(Given entries)
+ + + + +

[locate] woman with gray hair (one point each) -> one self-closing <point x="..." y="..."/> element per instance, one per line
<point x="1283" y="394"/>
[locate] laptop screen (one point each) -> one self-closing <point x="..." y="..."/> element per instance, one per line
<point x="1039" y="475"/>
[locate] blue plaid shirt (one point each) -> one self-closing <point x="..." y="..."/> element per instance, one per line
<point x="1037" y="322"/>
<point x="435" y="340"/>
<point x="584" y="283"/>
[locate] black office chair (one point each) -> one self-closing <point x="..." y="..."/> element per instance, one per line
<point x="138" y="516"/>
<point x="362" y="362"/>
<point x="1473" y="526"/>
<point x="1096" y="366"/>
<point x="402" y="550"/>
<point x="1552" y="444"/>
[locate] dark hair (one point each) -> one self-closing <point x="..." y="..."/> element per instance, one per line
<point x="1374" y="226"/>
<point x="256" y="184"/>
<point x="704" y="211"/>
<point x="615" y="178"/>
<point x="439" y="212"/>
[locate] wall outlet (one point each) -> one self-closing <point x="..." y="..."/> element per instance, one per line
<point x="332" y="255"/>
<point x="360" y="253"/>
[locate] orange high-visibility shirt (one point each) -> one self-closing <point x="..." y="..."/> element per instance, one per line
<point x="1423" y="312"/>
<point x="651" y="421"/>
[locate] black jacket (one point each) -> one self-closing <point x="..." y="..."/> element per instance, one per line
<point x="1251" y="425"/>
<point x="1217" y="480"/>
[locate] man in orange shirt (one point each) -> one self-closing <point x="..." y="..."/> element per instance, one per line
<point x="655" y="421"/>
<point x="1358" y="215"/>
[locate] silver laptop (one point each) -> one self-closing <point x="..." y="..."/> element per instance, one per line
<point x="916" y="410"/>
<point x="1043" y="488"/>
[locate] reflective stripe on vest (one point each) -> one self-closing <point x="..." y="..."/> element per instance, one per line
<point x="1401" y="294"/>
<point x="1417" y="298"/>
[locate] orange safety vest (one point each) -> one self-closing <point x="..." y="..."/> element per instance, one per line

+ + + + +

(Problem to solve)
Return all of the material above, line for line and without any change.

(Exercise answer)
[locate] woman with gray hair (one point each) -> one self-closing <point x="..." y="..."/> element per instance, one per line
<point x="1283" y="394"/>
[locate] laptop screen (one point each) -> one self-closing <point x="..." y="..."/> element per instance, one per line
<point x="1039" y="475"/>
[locate] blue plaid shirt (one point each) -> one self-closing <point x="..." y="..."/> element per instance, one per line
<point x="1037" y="322"/>
<point x="435" y="340"/>
<point x="584" y="283"/>
[locate] black office chair (one point each) -> one self-closing <point x="..." y="..."/> element per instance, one per line
<point x="138" y="516"/>
<point x="362" y="362"/>
<point x="1473" y="526"/>
<point x="1096" y="366"/>
<point x="402" y="550"/>
<point x="1552" y="444"/>
[locate] dark hair (one point each) -> one self-closing <point x="..." y="..."/> element per instance, one per line
<point x="1374" y="226"/>
<point x="256" y="184"/>
<point x="704" y="211"/>
<point x="615" y="178"/>
<point x="439" y="212"/>
[locate] wall outlet (one point each) -> one self-closing <point x="..." y="..."/> element per instance, one per line
<point x="332" y="255"/>
<point x="360" y="253"/>
[locate] orange high-visibility shirt (one point each) -> one self-closing <point x="..." y="..."/> element per instance, one per line
<point x="1423" y="312"/>
<point x="651" y="421"/>
[locate] black jacket (one point each) -> one self-closing <point x="..." y="..."/> element per instance, one per line
<point x="1251" y="425"/>
<point x="1217" y="480"/>
[locate] man in orange shirt (one point each) -> one self-closing <point x="..." y="..."/> element per instance, one per line
<point x="655" y="421"/>
<point x="1358" y="215"/>
[locate] silver laptop (one point each) -> one self-closing <point x="..." y="..."/> element per instance, one per line
<point x="916" y="410"/>
<point x="1043" y="488"/>
[locate] reflective stripe on vest (one point each) -> one self-closing <point x="..." y="..."/> element per instance, one per line
<point x="1401" y="294"/>
<point x="1417" y="298"/>
[locate] orange safety vest (one point each) -> one self-closing <point x="..." y="..."/> element per instance, one per line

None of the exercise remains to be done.